**Work to complete:** Reproduce every entry below precisely; do not include the pictures.
====== Exercise inputs ======
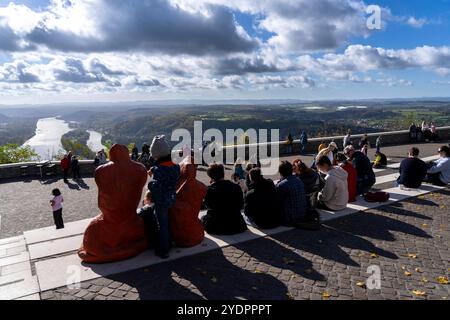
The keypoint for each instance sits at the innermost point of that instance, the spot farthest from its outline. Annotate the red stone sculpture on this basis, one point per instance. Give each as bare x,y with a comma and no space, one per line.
117,233
185,226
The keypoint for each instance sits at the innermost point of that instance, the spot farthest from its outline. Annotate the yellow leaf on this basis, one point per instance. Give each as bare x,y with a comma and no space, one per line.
420,293
361,284
308,271
326,295
443,280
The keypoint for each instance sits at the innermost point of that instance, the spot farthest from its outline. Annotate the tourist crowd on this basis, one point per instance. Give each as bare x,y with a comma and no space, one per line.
170,210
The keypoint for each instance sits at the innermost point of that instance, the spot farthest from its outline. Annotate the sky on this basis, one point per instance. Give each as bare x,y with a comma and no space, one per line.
101,50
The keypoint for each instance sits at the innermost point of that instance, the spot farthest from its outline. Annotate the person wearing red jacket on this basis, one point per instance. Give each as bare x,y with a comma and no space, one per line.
65,166
352,176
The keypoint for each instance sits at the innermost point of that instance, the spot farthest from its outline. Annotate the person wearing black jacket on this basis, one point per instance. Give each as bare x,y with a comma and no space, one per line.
412,170
261,205
224,201
365,176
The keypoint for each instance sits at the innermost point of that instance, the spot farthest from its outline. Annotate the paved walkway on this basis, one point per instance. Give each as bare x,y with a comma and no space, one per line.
25,205
408,241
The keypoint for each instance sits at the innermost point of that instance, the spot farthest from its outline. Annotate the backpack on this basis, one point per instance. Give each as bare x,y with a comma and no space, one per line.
377,197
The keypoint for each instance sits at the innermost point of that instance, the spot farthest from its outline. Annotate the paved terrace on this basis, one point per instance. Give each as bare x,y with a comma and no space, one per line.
407,238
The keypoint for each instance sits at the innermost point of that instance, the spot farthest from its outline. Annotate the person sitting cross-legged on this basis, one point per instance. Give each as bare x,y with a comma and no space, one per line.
334,196
439,171
261,205
291,196
224,201
412,170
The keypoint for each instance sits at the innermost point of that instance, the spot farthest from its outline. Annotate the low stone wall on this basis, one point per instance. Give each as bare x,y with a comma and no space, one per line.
389,139
87,167
13,171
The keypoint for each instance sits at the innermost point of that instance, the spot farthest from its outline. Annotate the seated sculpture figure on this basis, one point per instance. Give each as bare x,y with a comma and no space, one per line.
117,233
185,226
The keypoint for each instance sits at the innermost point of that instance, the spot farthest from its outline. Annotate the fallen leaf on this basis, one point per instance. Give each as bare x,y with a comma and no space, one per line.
420,293
361,285
308,271
443,280
326,295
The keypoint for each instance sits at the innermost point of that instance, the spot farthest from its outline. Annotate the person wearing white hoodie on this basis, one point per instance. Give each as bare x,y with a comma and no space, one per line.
334,196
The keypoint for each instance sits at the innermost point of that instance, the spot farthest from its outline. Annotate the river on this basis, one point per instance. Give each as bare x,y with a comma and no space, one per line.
47,141
95,141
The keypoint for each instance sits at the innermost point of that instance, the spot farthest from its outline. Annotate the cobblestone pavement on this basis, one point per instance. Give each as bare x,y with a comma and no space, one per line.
408,241
25,205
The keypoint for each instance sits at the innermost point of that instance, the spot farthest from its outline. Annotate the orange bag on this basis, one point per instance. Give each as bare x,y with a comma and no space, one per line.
185,226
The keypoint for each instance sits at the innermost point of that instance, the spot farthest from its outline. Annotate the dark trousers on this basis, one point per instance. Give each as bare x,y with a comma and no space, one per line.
76,173
163,245
57,217
435,179
65,174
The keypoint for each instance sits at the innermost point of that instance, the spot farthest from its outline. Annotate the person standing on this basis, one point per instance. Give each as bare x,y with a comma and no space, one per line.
365,176
65,166
75,166
347,140
378,144
413,132
439,171
304,141
412,170
165,175
334,196
56,204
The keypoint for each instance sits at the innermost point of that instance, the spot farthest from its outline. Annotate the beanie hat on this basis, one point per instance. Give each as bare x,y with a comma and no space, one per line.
160,147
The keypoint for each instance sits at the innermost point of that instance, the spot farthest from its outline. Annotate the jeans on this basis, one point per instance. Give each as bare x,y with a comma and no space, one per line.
163,245
57,217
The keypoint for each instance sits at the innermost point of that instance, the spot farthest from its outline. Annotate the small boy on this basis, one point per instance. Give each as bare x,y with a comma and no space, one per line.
56,204
147,213
165,176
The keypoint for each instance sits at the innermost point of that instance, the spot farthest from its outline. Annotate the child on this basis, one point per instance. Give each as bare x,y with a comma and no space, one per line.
56,204
240,182
147,213
165,176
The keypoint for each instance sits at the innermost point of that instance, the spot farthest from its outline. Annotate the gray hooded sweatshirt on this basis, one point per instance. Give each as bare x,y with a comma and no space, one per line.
335,193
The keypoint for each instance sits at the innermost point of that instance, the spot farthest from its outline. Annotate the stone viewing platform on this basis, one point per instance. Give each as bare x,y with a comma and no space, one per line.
407,238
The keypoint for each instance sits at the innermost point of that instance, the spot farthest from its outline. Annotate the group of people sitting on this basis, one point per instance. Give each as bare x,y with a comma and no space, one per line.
425,132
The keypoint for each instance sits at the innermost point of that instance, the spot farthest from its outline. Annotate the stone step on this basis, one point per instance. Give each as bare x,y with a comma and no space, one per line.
53,273
32,297
55,247
50,233
14,268
11,240
15,277
19,289
14,259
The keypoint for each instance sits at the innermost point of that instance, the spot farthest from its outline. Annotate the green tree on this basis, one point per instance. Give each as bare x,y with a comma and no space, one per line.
13,153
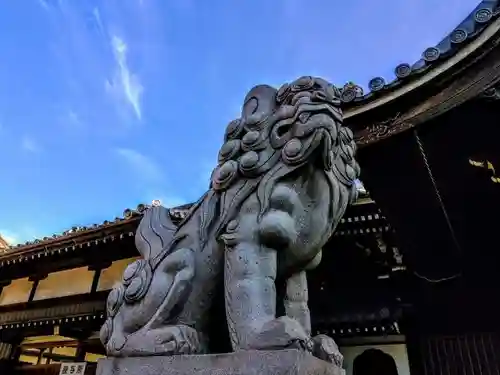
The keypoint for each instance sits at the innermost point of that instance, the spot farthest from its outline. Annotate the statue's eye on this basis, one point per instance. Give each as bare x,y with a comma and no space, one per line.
280,135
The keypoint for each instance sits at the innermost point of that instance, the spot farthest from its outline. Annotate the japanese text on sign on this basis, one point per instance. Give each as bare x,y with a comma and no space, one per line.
72,368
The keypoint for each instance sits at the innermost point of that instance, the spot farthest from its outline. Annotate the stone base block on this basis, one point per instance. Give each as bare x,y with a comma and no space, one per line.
282,362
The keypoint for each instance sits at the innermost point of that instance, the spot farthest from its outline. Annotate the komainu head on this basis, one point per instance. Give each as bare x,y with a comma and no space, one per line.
283,130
======
**Final result:**
The keypoint for each instance sits at the innermost point of that instance, the spot farthest from its outline. Annotate the red stone sculpture on this basis, one point per instance. Give each as bare x,y with a comma and no space, one per line.
117,233
185,226
The keypoint for each instance sits at the innermost point of that instance, the spot farthest from its outline. Annotate the yellow leaf on this basis, one point per instance. Give each as bare x,y with a comma and no space, one per line.
420,293
361,284
308,271
326,295
443,280
The keypoint for each instance sits at the innermost point of that instance, the spot farthest from its outline. Annotate the tourist crowd on this basis, one point per instance. Give each as bare x,y with a comma and no space, one per line.
170,210
The keypoint for each instance sits at the innermost point of that instance, the spot farthest from its outline. Annotate the sky on this basis, one point per instance. Give each as bare x,y with a comma and no space, one per line.
101,50
The keypoint for each instance sits at the innermost point of that instance, the spot farthest from its outline. Annotate the person wearing red jacket on this basis, one point per instance. Give each as bare x,y with a comma and no space, one per line.
65,166
352,176
The keypoint for each instance sits at the innermost point of that instance, the spot farthest from its outline. Annotate the person wearing black jacket on this basis, one point per instance. Give each as bare x,y with a comma and no space, one per line.
412,170
261,205
224,201
365,176
The keypoint for each instance sits at the innermost point of that instance, the spot farthest from its outline. Annotate the paved walkway on this basis, one point per instance. Give each as bare x,y with a comma and no space, one per line.
25,205
408,241
The keypoint for each instance sits at the innermost point of that instance, the spot farthest from its outline. Annotate the backpack on this basis, one point per instance. Give each as bare x,y with a comma and no space, one per line.
377,197
The keypoint for each instance sits at the innermost point of that instance, the spot farthest from its outline. Annotate the paved terrace on this basis, one point per instance. Give each as bare x,y with a comma and no space, one per line.
407,238
The keypoint for each instance sits at the innermost point of that instance, the spot farthest from its outline. Annotate the person sitting cross-legged on this basis, one point per instance. Give each as bare x,y with a comma and no space, one per line.
334,196
439,171
261,205
291,196
224,201
412,170
The keypoint for each instance sits at the innermost point of that instance, the spot farthest from its outline. Annotate the low stone wall on this basis, one point per instance. Give each as bare x,y with a comma and no space, one per line.
389,139
87,167
13,171
The keypoint for each instance sits at the innermost point of that instance, the spot farthest from its outline. Annotate the seated sculpture figure on this basis, one point per instance. Give each as bare x,y with a comma and no space, one per line.
117,233
185,226
The keypoint for each instance sits at the innermost point of that instance, the spot farthest from its outline. Annotate the fallen leaf on this basis, one point per instance. Give each as bare x,y with a comma and no space, one per line.
420,293
361,285
308,271
443,280
326,295
The keypoint for each instance sits at the innermost point of that instance, the spot farthest from its outline. Annotate the person wearing white hoodie on this basis, one point per instance. Give each as bare x,y with a comma and no space, one per line.
334,196
The keypoint for each instance sits at the innermost point of that instance, the spot farthest from its outline. Annotate the river on this basis, one point per instance. Give each as bare x,y with a comma and no space, one per line.
47,141
95,141
The keypoint for each instance sits at the innermost point of that instance, the spot farthest from its outline. Annotate the cobblestone pavement on this basis, one point per instance. Give each as bare x,y with a comma and no space, one per line.
408,241
25,205
The keypoint for each instance sits at the innermost point of that instance, the spot farthest from its outline. Annotate the orange bag on this basis, one point per instance. Give each as bare x,y with a comma and no space, one per line.
185,226
The keypoint for each instance sits at the innermost point of that instance, the spot farthest from its outline. Annotate the dark trousers on this basis, one point per instance. Give each as bare x,y with a comma and no space, one per line.
76,173
163,245
57,217
435,179
65,174
The keypoint for each instance sits at the innermost point of that instance, the spot farthest from its outline. Annotate the person standing on this basis, one point per instance. Give each as bare x,y with a comma and no space, one per line.
365,176
65,166
75,166
347,140
378,144
413,132
439,171
304,141
412,170
165,175
334,196
56,204
The keypoint for each instance sits at the innermost point of that instance, the spot farthest from its outline. Annotate the beanie hat on this basis, one point per instance. Give each as bare x,y with a comma and no space, one per line.
160,147
The keypoint for each instance sits at the innermost point of that instance, the spot farthest from its outline. Annotate the jeans on this basis, one point per instance. Give each as bare x,y with a comma and no space, one per line.
163,245
57,217
The keypoint for each instance sits at the innermost point of that instance, the spot farthest from its outline. Annotate the small boy on this basis, one point per instance. Give each as bare x,y with a comma and no space, one per line.
56,204
147,213
165,176
The keypoint for each instance sits at the innermost point of that instance, the spot farthest from its outline. Annotate the child on this basis, one point per instance. Give each as bare x,y with a comma and no space, one per line.
56,204
240,182
147,213
165,176
The keypoint for each instance sits at the innermost point of that instance, the spot farthest from its outline. Annotate the gray hooded sweatshirt on this basis, one point per instance. Give each as bare x,y with a comma and no space, one per line.
335,193
The keypoint for each instance sits at the innermost point of that instance, the spot farthest from its outline. Annotate the stone viewing platform on this basis, one point per instance. Give each as bare x,y with a comma and no space, one per line.
407,238
The keypoint for each instance sits at the innermost point of that instance, the spot farthest from its outline. Annotate the group of people sitting on this basis, one point per instance. Give each as bare x,y with a comma and no space, one per line.
425,132
The keypoint for each instance sits at the innermost point of that instance, the spot farthest from its outline. Annotate the stone step on this basis, one point per instance. Give each as bare x,y with a comma and no space, one per line.
53,273
32,297
55,247
50,233
14,268
11,240
15,277
19,289
14,259
The keypoint for each instance sits at the innermost point of that instance, the spot farthest from its outline. Annotate the green tree on this basis, one point per instance. Give each as bare x,y with a comma and no space, one per line.
13,153
The keypoint for each instance sits at the innermost point of that instance, the spot farthest from its outline. Annotate the statue's eye on this basis, one point per instance. Give each as bare x,y with a comma and no space, one per line.
280,135
The keypoint for each instance sits at the innermost point of that instance, the spot farthest from its outline. Annotate the japanese text on sign on this basis, one point per instance. Give each as bare x,y with a comma and no space, one per line.
72,368
The keypoint for each instance sits at the innermost point of that instance, the spot farthest from its outline. Annotate the stone base block on this basis, one point per instance. Give each as bare x,y with a comma and no space, one per line.
282,362
The keypoint for each instance sits at the innermost point of that instance, the spot farthest from its outline. Annotate the komainu head on this basis, one point per instance. Give each as bare x,y with a comma and no space, one per line.
283,130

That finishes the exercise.